WHAT IS NEEDED: Search the listing below for the string "reflection", then copy every line it appears in.

·····

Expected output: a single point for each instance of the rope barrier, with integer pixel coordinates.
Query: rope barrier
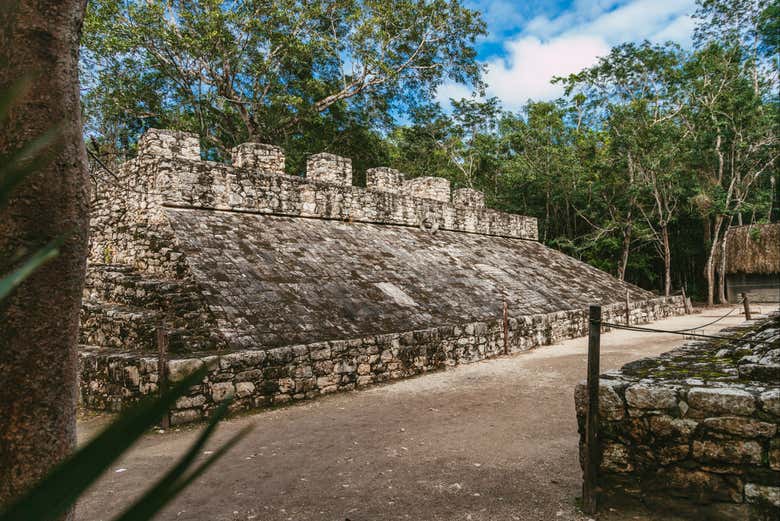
(695, 335)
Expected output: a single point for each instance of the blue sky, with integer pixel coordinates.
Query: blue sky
(530, 42)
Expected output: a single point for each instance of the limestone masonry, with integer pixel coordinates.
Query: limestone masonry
(696, 430)
(288, 287)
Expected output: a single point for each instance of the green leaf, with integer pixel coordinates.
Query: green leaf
(24, 162)
(57, 492)
(16, 277)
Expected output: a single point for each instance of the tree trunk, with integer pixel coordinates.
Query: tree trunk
(709, 269)
(39, 320)
(626, 250)
(667, 261)
(722, 267)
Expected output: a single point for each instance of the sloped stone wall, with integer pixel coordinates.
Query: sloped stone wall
(696, 430)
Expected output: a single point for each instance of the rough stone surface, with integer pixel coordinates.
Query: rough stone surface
(259, 156)
(468, 198)
(329, 168)
(384, 179)
(722, 401)
(651, 397)
(435, 188)
(286, 288)
(696, 432)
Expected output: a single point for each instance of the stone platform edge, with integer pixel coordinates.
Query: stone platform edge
(111, 380)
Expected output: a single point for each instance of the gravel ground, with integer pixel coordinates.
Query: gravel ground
(495, 440)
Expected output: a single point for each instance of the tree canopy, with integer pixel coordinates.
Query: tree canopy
(639, 168)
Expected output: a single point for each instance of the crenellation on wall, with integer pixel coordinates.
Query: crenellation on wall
(258, 156)
(169, 173)
(170, 144)
(329, 168)
(435, 188)
(468, 198)
(384, 179)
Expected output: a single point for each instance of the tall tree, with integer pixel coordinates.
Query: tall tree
(260, 70)
(635, 93)
(39, 320)
(733, 141)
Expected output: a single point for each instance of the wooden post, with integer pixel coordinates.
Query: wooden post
(628, 309)
(746, 303)
(162, 369)
(506, 330)
(592, 448)
(685, 302)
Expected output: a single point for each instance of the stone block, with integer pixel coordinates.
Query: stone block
(642, 396)
(170, 144)
(384, 179)
(468, 198)
(244, 389)
(436, 188)
(699, 485)
(329, 168)
(740, 426)
(259, 156)
(755, 493)
(222, 391)
(178, 370)
(718, 400)
(611, 407)
(667, 427)
(770, 401)
(737, 452)
(190, 402)
(186, 416)
(616, 458)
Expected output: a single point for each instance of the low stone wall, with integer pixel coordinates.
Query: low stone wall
(696, 430)
(256, 378)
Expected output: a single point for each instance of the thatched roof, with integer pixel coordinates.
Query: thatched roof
(753, 249)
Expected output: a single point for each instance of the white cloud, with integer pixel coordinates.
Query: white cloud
(533, 63)
(573, 40)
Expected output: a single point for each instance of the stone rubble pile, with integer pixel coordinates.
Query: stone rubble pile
(696, 429)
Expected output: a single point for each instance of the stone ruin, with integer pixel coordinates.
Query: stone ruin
(288, 287)
(696, 430)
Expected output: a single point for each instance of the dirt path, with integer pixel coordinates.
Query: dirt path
(495, 440)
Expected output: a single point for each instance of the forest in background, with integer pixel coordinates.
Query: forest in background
(639, 169)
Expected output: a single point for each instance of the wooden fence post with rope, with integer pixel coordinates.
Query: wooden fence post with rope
(592, 445)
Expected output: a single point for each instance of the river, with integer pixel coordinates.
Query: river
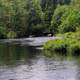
(27, 63)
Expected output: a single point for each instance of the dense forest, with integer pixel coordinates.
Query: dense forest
(22, 18)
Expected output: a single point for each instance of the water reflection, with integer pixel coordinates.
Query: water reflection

·····

PROBLEM SOLUTION:
Expected output: a single point for each instance of the water reflection, with integer pixel coordinates.
Query: water reflection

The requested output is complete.